(Task item): From the records, report how many lines hold the word "yellow", with the number as the sole reply.

■ ■ ■

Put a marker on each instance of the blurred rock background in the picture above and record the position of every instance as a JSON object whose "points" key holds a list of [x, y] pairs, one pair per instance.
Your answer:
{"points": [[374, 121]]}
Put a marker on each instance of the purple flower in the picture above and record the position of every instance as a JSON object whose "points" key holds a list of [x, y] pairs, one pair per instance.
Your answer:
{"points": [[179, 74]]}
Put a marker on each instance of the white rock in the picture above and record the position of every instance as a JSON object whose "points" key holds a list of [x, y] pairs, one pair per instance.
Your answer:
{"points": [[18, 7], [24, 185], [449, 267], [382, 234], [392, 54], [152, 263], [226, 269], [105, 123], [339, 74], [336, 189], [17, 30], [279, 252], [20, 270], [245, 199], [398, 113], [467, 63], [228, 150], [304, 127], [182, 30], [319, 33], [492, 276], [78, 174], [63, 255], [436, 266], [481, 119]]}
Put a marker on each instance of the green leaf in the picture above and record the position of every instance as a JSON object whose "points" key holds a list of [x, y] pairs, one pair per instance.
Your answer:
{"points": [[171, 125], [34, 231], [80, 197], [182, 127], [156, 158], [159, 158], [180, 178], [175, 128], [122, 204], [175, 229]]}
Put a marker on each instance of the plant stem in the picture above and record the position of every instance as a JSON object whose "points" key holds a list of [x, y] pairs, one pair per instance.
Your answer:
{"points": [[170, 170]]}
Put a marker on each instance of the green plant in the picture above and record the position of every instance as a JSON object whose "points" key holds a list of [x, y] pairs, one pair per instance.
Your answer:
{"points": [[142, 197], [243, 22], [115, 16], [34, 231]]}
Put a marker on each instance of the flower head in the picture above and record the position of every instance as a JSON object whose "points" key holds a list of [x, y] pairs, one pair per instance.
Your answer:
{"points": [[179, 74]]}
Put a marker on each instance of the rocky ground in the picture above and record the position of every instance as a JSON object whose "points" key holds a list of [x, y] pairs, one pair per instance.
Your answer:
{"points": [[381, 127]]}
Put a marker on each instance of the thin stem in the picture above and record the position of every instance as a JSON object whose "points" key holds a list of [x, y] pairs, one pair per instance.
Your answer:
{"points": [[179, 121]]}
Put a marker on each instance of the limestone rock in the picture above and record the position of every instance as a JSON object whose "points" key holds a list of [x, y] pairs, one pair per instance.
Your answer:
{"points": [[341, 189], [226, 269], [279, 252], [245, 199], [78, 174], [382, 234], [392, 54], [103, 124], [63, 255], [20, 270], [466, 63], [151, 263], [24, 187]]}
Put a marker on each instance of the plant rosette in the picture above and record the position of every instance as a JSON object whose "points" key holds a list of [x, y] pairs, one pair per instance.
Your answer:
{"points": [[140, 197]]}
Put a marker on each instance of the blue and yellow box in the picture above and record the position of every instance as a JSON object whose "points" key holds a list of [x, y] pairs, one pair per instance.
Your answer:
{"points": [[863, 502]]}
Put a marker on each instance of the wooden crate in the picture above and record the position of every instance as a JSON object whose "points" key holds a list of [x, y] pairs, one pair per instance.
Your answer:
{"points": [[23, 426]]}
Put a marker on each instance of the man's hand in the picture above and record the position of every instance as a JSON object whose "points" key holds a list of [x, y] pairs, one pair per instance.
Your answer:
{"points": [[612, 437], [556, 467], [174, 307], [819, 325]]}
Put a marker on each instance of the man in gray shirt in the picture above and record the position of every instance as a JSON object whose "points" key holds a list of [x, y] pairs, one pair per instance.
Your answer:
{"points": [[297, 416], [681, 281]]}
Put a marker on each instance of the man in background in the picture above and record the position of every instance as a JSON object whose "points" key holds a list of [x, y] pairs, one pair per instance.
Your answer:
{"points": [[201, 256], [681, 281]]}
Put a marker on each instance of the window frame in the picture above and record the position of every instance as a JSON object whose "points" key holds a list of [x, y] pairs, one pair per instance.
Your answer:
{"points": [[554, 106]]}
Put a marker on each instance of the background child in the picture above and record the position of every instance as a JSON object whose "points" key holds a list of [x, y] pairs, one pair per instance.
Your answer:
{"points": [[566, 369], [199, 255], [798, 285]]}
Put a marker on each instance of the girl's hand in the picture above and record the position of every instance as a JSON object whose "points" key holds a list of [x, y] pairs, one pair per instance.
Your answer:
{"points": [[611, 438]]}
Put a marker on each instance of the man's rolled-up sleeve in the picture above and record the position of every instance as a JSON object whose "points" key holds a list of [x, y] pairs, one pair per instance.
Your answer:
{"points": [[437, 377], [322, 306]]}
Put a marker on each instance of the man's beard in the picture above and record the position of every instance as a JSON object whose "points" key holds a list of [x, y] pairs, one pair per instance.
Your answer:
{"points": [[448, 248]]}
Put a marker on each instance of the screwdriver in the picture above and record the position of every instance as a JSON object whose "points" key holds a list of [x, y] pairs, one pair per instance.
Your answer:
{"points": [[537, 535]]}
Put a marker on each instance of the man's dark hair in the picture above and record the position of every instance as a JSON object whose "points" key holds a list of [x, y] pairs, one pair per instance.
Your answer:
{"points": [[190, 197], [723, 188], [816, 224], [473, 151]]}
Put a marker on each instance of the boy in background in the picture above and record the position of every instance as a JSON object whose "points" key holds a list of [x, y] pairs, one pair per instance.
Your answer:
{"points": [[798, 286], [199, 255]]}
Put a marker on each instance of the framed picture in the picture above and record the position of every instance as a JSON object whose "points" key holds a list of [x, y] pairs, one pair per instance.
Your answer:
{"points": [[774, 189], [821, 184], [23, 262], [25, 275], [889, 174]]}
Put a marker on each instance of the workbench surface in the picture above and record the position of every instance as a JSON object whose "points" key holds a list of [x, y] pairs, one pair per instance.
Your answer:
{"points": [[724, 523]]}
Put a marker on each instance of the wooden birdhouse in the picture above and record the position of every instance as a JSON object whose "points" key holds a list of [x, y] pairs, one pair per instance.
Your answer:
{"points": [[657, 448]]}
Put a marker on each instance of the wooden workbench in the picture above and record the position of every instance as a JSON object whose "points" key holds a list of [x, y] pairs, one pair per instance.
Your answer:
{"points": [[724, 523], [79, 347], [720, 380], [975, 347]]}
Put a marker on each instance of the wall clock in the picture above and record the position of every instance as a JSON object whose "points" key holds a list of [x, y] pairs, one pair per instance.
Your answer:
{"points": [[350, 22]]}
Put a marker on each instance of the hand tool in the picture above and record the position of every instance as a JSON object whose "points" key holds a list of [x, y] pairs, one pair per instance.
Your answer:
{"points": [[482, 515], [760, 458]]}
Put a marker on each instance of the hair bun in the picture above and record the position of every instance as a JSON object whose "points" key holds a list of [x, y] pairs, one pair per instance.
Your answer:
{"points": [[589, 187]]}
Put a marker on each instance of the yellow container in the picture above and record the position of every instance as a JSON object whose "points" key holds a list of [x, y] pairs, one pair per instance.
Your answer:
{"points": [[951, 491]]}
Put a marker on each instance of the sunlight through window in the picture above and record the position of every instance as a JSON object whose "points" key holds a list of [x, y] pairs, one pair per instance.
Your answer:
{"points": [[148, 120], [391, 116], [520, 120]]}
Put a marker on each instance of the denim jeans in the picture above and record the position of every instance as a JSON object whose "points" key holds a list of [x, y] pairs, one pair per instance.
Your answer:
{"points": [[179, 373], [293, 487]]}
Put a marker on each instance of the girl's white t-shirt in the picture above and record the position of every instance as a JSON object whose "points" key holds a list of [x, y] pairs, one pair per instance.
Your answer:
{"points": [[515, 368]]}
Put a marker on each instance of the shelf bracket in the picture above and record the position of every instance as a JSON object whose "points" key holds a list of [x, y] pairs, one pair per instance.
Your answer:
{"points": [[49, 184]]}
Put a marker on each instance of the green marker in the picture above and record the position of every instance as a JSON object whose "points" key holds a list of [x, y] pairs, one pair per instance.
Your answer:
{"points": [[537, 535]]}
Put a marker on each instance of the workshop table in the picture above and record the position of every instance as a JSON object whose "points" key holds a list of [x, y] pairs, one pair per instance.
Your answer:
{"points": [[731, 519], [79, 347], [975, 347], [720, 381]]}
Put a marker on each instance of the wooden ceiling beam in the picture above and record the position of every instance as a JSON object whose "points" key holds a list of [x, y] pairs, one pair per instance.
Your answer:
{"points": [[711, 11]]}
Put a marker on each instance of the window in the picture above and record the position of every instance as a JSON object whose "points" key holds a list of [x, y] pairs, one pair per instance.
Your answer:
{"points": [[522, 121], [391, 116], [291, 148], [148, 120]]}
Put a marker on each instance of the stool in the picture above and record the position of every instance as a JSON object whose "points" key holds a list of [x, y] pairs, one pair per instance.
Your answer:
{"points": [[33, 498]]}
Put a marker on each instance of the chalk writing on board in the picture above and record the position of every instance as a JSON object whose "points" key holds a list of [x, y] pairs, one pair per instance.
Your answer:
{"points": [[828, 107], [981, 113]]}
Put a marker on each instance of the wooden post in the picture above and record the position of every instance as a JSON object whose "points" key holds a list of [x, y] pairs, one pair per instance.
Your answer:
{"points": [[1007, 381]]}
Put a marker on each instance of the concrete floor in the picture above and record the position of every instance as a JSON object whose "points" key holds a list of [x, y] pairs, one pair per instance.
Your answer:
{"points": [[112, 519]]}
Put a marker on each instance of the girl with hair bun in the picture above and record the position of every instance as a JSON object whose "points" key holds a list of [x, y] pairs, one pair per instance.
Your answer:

■ ■ ■

(Answer section): 2